-- 文本摘录 --
•••••

The config attributes {'predict_epsilon': True} were passed to DDPMScheduler, but are not expected and will be ignored. Please verify your scheduler_config.json configuration file.


Training setup complete. Optimizer, noise scheduler, helper functions, and GradScaler are ready.


`Gradient Scaler` **(梯度缩放器) 是一个用来解决混合精度训练中“数值下溢” (Underflow) 问题的工具，它能保证模型在低精度浮点数（如FP16）下依然可以稳定地训练**。

1. **什么是“混合精度训练” (Mixed Precision Training)？**

    在深度学习中，我们通常使用32位浮点数（FP32，或称单精度）来存储和计算模型的权重、梯度等数据。

    混合精度训练则是指在训练过程中，同时使用16位浮点数（FP16，或称半精度）和32位浮点数（FP32）。

    优点：

    * **速度更快**：现代的GPU（尤其是NVIDIA带有Tensor Cores的显卡）计算FP16的速度远超FP32。

    * **显存更少**：FP16占用的存储空间是FP32的一半，这意味着你可以用更大的模型、更大的批量（batch size）进行训练。

    缺点/挑战：

    * **数值范围更小**：FP16能表示的数值范围比FP32小得多。如果一个数非常小，超出了FP16的表示范围，它就会被当作**零**，这种情况称为“**数值下溢**”(Numerical Underflow)。

2. **为什么“数值下溢”是个大问题？**

    在模型训练的反向传播（backpropagation）过程中，计算出的梯度 (gradients) 可能非常小。如果使用FP16，这些微小的梯度值很容易因为“数值下溢”而变成零。

    一旦梯度变成零，模型就无法从这些信息中学到任何东西，参数也就不会被更新。这就好比老师给学生划重点，但声音太小，学生一个字也听不见，自然也就无法学习和进步。最终，这会导致模型**无法收敛或训练失败**。

3. `Gradient Scaler` **如何解决这个问题？**
    
    `Gradient Scaler` (在PyTorch中是 `torch.cuda.amp.GradScaler`) 通过一个巧妙的“放大再缩小”的策略来解决问题：

    工作流程如下：

    1. **放大损失 (Loss Scaling)**：在计算反向传播之前，GradScaler 会将计算出的损失值（Loss）乘以一个巨大的缩放因子（例如 65536.0）。

•••••

-- 数据摘录 --
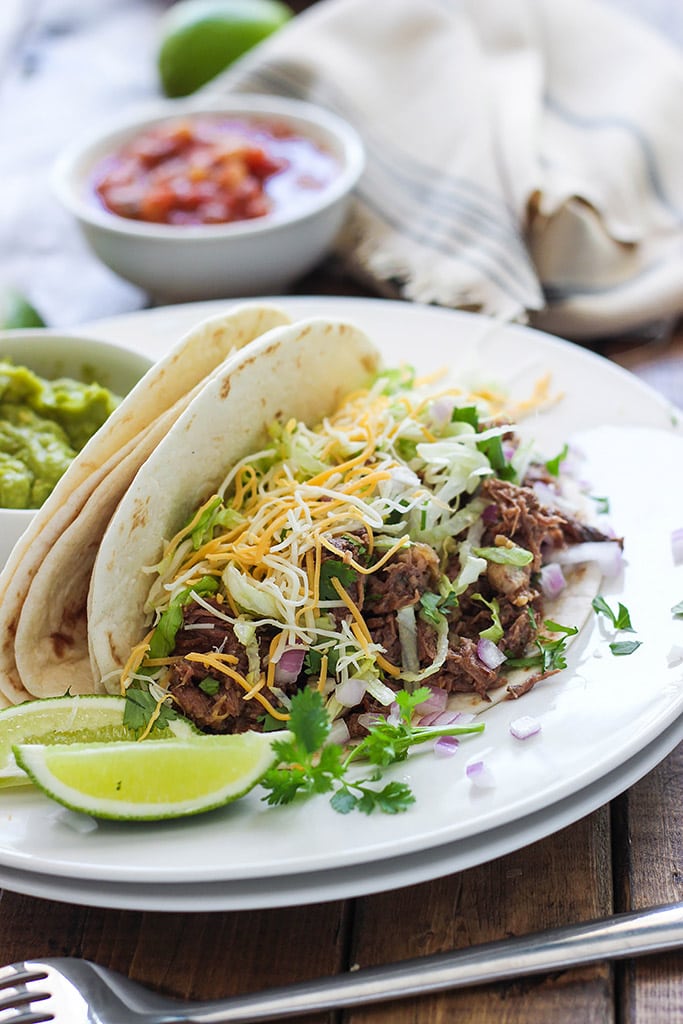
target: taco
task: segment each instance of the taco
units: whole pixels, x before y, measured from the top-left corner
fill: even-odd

•••••

根据摘录回答以下问题。
(a) FP16占用的存储空间是FP32的多少？
(b) 在PyTorch中，Gradient Scaler对应的是哪个类？
(c) 放大损失时，摘录举例的缩放因子是多少？

(a) 一半。
(b) `torch.cuda.amp.GradScaler`。
(c) 65536.0。